■ Source extract:
┄┄┄┄┄┄┄┄┄┄
For the life of me, I can't figure out why this regular expression is not working. It should find upper case letters in the given string and give me the count. Any ideas are welcome.
Here is the unit test code:
public class RegEx {
#Test
public void testCountTheNumberOfUpperCaseCharacters() {
String testStr = "abcdefghijkTYYtyyQ";
String regEx = "^[A-Z]+$";
Pattern pattern = Pattern.compile(regEx);
Matcher matcher = pattern.matcher(testStr);
System.out.printf("Found %d, of capital letters in %s%n", matcher.groupCount(), testStr);
}
}
It doesn't work because you have 2 problems:
Regex is incorrect, it should be "[A-Z]" for ASCII letter or \p{Lu} for Unicode uppercase letters
You're not calling while (matcher.find()) before matcher.groupCount()
Correct code:
public void testCountTheNumberOfUpperCaseCharacters() {
String testStr = "abcdefghijkTYYtyyQ";
String regEx = "(\\p{Lu})";
Pattern pattern = Pattern.compile(regEx);
Matcher matcher = pattern.matcher(testStr);
while (matcher.find())
System.out.printf("Found %d, of capital letters in %s%n",
matcher.groupCount(), testStr);
}
UPDATE: Use this much simpler one-liner code to count number of Unicode upper case letters in a string:
int countuc = testStr.split("(?=\\p{Lu})").length - 1;
You didn't call matches or find on the matcher. It hasn't done any work.
getGroupCount is the wrong method to call. Your regex has no capture groups, and even if it did, it wouldn't give you the character count.
You should be using find, but with a different regex, one without anchors. I would also advise using the proper Unicode character class: "\\p{Lu}+". Use this in a while (m.find()) loop, and accumulate the total number of characters obtained from m.group(0).length() at each step.
This should do what you're after,
#Test
public void testCountTheNumberOfUpperCaseCharacters() {
String testStr = "abcdefghijkTYYtyyQ";
String regEx = "[A-Z]+";
Pattern pattern = Pattern.compile(regEx);
Matcher matcher = pattern.matcher(testStr);
int count = 0;
while (matcher.find()) {
count+=matcher.group(0).length();
}
System.out.printf("Found %d, of capital letters in %s%n", count, testStr);
}
It should find upper case letters in the given string and give me the count.
No, it shouldn't: the ^ and $ anchors prevent it from doing so, forcing to look for a non-empty string composed entirely of uppercase characters.
Moreover, you cannot expect a group count in an expression that does not define groups to be anything other than zero (no matches) or one (a single match).
If you insist on using a regex, use a simple [A-Z] expression with no anchors, and call matcher.find() in a loop. A better approach, however, would be calling Character.isUpperCase on the characters of your string, and counting the hits:
int count = 0;
for (char c : str.toCharArray()) {
if (Character.isUpperCase(c)) {
count++;
}
}
Your pattern as you've written it looks for 1 or more capital letters between the beginning and the end of the line...if there are any lowercase characters in the line it won't match.
In this example i'm using a regex(regular Expression) to count the number of UpperCase and LowerCase letters in the given string using Java.
┄┄┄┄┄┄┄┄┄┄
■ Task item: Pick up the forum thread above on counting uppercase letters with a Java regex and continue it from its last sentence.

■ Dataset content:
┄┄┄┄┄┄┄┄┄┄
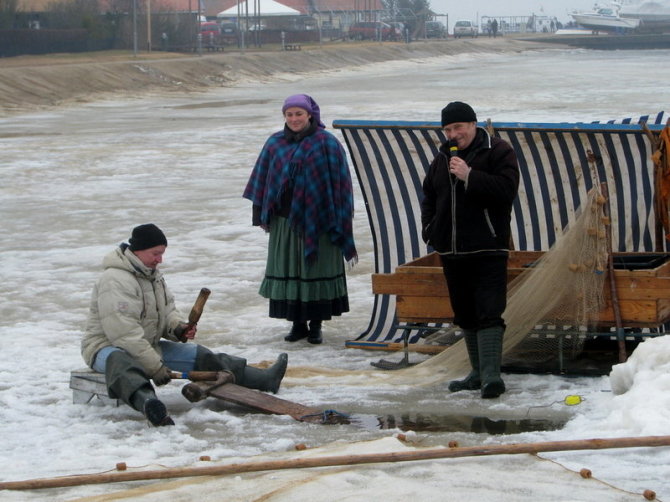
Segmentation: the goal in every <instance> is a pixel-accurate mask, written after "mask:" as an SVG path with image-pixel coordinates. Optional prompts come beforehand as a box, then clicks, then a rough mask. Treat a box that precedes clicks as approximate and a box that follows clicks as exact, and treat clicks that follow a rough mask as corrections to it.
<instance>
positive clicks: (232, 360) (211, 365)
mask: <svg viewBox="0 0 670 502" xmlns="http://www.w3.org/2000/svg"><path fill="white" fill-rule="evenodd" d="M246 365H247V360H246V359H244V358H242V357H237V356H231V355H228V354H223V353H219V354H215V353H214V352H212V351H211V350H209V349H208V348H207V347H203V346H202V345H198V349H197V351H196V353H195V365H194V368H193V369H195V370H196V371H229V372H230V373H232V374H233V376H234V377H235V381H236V382H239V381H240V380H242V379H243V378H244V368H245V367H246Z"/></svg>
┄┄┄┄┄┄┄┄┄┄
■ Your response:
import java.util.regex.*;
import java.util.Scanner;
import java.io.*;
public class CandidateCode {
public static void main(String args[] ) throws Exception {
Scanner sc= new Scanner(System.in);
// Reads the String of data entered in a line
String str = sc.nextLine();
//counts uppercase letteres in the given String
int countuc = str.split("([A-Z]+?)").length;
//counts lowercase letteres in the given String
int countlc = str.split("([a-z]+?)").length;
System.out.println("UpperCase count: "+countuc-1);
System.out.println("LowerCase count: "+countlc-1);
}
}
Change the regular expression to
[A-Z] which checks all occurrences of capital letters
Please refer the below example which counts number of capital letters in a string using pattern
#Test
public void testCountTheNumberOfUpperCaseCharacters() {
Pattern ptrn = Pattern.compile("[A-Z]");
Matcher matcher = ptrn.matcher("ivekKVVV");
int from = 0;
int count = 0;
while(matcher.find(from)) {
count++;
from = matcher.start() + 1;
}
System.out.println(count);
}
}
You can also use Java Regex, for example:
.+[\p{javaUpperCase}].+
An example from my work project:
Here's a solution for Java 9 and later that makes use of the results() method of Matcher, which returns a stream of the results, out of which the entries can be counted. The suggestion from #Sergey Kalinichenko to remove the ^ and $ anchors has also been incorporated into the regex string.
public class RegEx {
#Test
public void testCountTheNumberOfUpperCaseCharacters() {
String testStr = "abcdefghijkTYYtyyQ";
String regEx = "\\p{Lu}";
Pattern pattern = Pattern.compile(regEx);
Matcher matcher = pattern.matcher(testStr);
long count = matcher.results().count();
System.out.printf("Found %d of capital letters in %s%n", count, testStr);
}
}
Related
If I have a String that consists of letters and numbers, how can I get rid of everything after the last number in the String?
Example:
banana_orange_62_34_wednesday would become banana_orange_62_34
1234_4564_www_6_j_1_rrrr would become 1234_4564_www_6_j_1
I tried this so far:
int endIndex = inputXMLFilename.lastIndexOf("\\d+");
inputXMLFilename = inputXMLFilename.substring(0, endIndex);
Use regex replace:
str = str.replaceAll("\\D+$", "");
What the regex means:
\D means “non-digit”
+ means “one or more of the previous term, greedy (as much of the input as possible)”
$ means “end of input”
The $ anchors the match to the end, without which this would match (and delete) all non-digits.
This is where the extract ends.